> OBJETIVO 1: Transcreva literalmente o trecho sobre os anjos em Berlim, de "que o rio fosse" a "me deixa intrigado.".

> TRECHO SELECIONADO:
============================================================
Quando a criança criança era

andava balançando os braços

Uma massa de nuvens. Um olho. A cidade vista do céu.

No alto da catedral, um homem com um par de asas evanescentes; gêmeas observam da janela do ônibus o anjo urbano; um avião sobrevoa Berlim Ocidental; monólogos passeiam pelo ar como afetos aéreos sem destino. O anjo da catedral caminha no bojo do avião, ao ser notado por uma criança ele a contempla, esboça um sorriso.

A voz do contador de histórias encorpa seus versos da fala ao canto.

Quando a criança criança era

Desejava que o riacho fosse rio

que o rio fosse torrente

e essa poça

o mar

Anjos passeiam pela Berlim Ocidental. São seres de elegância austera: longos sobretudos apropriados ao presumível inverno. A imagem é monocromática, anjos desconhecem a cor. Anjos se comunicam através do olhar, sua razão de ser é a solidariedade, e em alguns momentos falam como nós, os humanos. Anjos são seres de presença sutil. Anjos são homens e mulheres, a diversidade das etnias é mantida do lado humano do mundo. Anjos são elegantes, o sobretudo, o rabo-de-cavalo, o ar austero e suave ao mesmo tempo. A imagem parecia plausível e isto ainda me deixa intrigado.
============================================================
> MATERIAIS FORNECIDOS:
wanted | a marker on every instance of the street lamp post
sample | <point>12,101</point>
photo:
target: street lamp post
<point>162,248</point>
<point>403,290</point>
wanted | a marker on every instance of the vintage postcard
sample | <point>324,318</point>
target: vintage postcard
============================================================
> OBJETIVO 2: Altere a listagem inteira trocando "target" por "item" e mantendo todo o resto como está.

> RESPOSTA 1:
que o rio fosse torrente

e essa poça

o mar

Anjos passeiam pela Berlim Ocidental. São seres de elegância austera: longos sobretudos apropriados ao presumível inverno. A imagem é monocromática, anjos desconhecem a cor. Anjos se comunicam através do olhar, sua razão de ser é a solidariedade, e em alguns momentos falam como nós, os humanos. Anjos são seres de presença sutil. Anjos são homens e mulheres, a diversidade das etnias é mantida do lado humano do mundo. Anjos são elegantes, o sobretudo, o rabo-de-cavalo, o ar austero e suave ao mesmo tempo. A imagem parecia plausível e isto ainda me deixa intrigado.

> RESPOSTA 2:
wanted | a marker on every instance of the street lamp post
sample | <point>12,101</point>
photo:
item: street lamp post
<point>162,248</point>
<point>403,290</point>
wanted | a marker on every instance of the vintage postcard
sample | <point>324,318</point>
item: vintage postcard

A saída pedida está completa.